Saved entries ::
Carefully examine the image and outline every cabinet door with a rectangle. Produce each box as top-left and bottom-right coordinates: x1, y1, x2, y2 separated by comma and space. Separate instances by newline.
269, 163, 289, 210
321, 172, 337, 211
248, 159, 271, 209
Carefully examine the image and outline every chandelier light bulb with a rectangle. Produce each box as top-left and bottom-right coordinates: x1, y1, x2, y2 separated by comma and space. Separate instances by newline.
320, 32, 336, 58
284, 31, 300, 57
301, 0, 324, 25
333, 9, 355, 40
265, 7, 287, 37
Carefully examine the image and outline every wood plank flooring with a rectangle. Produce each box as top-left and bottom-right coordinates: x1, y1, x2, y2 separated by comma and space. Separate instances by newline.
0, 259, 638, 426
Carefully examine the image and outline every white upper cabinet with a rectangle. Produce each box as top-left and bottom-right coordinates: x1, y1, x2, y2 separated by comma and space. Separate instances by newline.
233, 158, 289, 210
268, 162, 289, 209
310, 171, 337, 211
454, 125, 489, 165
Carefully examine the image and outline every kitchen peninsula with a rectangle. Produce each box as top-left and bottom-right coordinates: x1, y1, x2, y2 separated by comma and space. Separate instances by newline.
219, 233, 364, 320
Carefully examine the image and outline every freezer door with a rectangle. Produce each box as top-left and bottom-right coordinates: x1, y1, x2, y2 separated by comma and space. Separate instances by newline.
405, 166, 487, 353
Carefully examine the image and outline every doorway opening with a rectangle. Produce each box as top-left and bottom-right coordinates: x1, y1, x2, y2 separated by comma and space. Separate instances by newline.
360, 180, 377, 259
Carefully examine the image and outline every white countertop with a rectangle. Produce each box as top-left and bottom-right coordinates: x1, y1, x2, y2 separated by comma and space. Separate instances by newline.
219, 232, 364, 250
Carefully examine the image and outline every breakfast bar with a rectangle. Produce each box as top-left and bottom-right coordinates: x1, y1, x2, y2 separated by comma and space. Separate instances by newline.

WHAT YOU HAVE TO DO ::
Output every entry shown above, exactly.

RESPONSE FOR THIS EXERCISE ::
Carefully examine the image and outline every cabinet door with a rectangle. Produce each box as top-left and bottom-right coordinates: x1, y1, x2, y2 separated by comma and space. Separate instances by newline.
269, 163, 289, 210
321, 172, 337, 211
248, 159, 271, 209
Carefully examine the image and outline every chandelier light bulb with a rectangle. Produce each box as top-left and bottom-right coordinates: x1, y1, x2, y2 separated by comma and space. Separate instances by newline.
320, 32, 336, 58
284, 31, 300, 57
301, 0, 324, 25
333, 9, 355, 40
265, 7, 287, 37
Carefully examine the image and outline every wood plank flooring with a rectangle. Produce each box as top-left and bottom-right coordinates: x1, y1, x2, y2 separated by comma and space. Separate instances by newline.
0, 259, 638, 426
Carefully examine the image and outline every white upper cabinet with a rectangle. Produce each box as top-left and bottom-right coordinates: x1, y1, x2, y2 separated by comma and space. Separate instances by newline.
233, 158, 289, 210
268, 162, 289, 209
310, 171, 337, 211
454, 125, 489, 165
Carefully examine the image and outline every kitchen peninsula with a rectangle. Produce each box as top-left and bottom-right coordinates: x1, y1, x2, y2 separated by comma and space. Separate instances by newline.
219, 233, 364, 320
Carefully examine the image and outline every freezer door with a rectangle. Produce each box as top-left and bottom-right coordinates: x1, y1, x2, y2 separated by comma and space. Separate instances by newline.
405, 166, 487, 353
Carefully examine the image and outline every doorway opening with a rectangle. Produce each box as top-left and bottom-right coordinates: x1, y1, x2, y2 separated by comma and space. Separate instances by newline.
360, 180, 377, 259
Carefully examine the image and outline every white countertop with a rectangle. Produce each box as top-left and bottom-right coordinates: x1, y1, x2, y2 separated by comma and space. Separate instances by newline.
219, 232, 364, 250
Carefully examine the image and outline every breakfast bar with a rectangle. Produce each box as top-left and bottom-right coordinates: x1, y1, x2, y2 separated by comma and space. Separate instances by newline.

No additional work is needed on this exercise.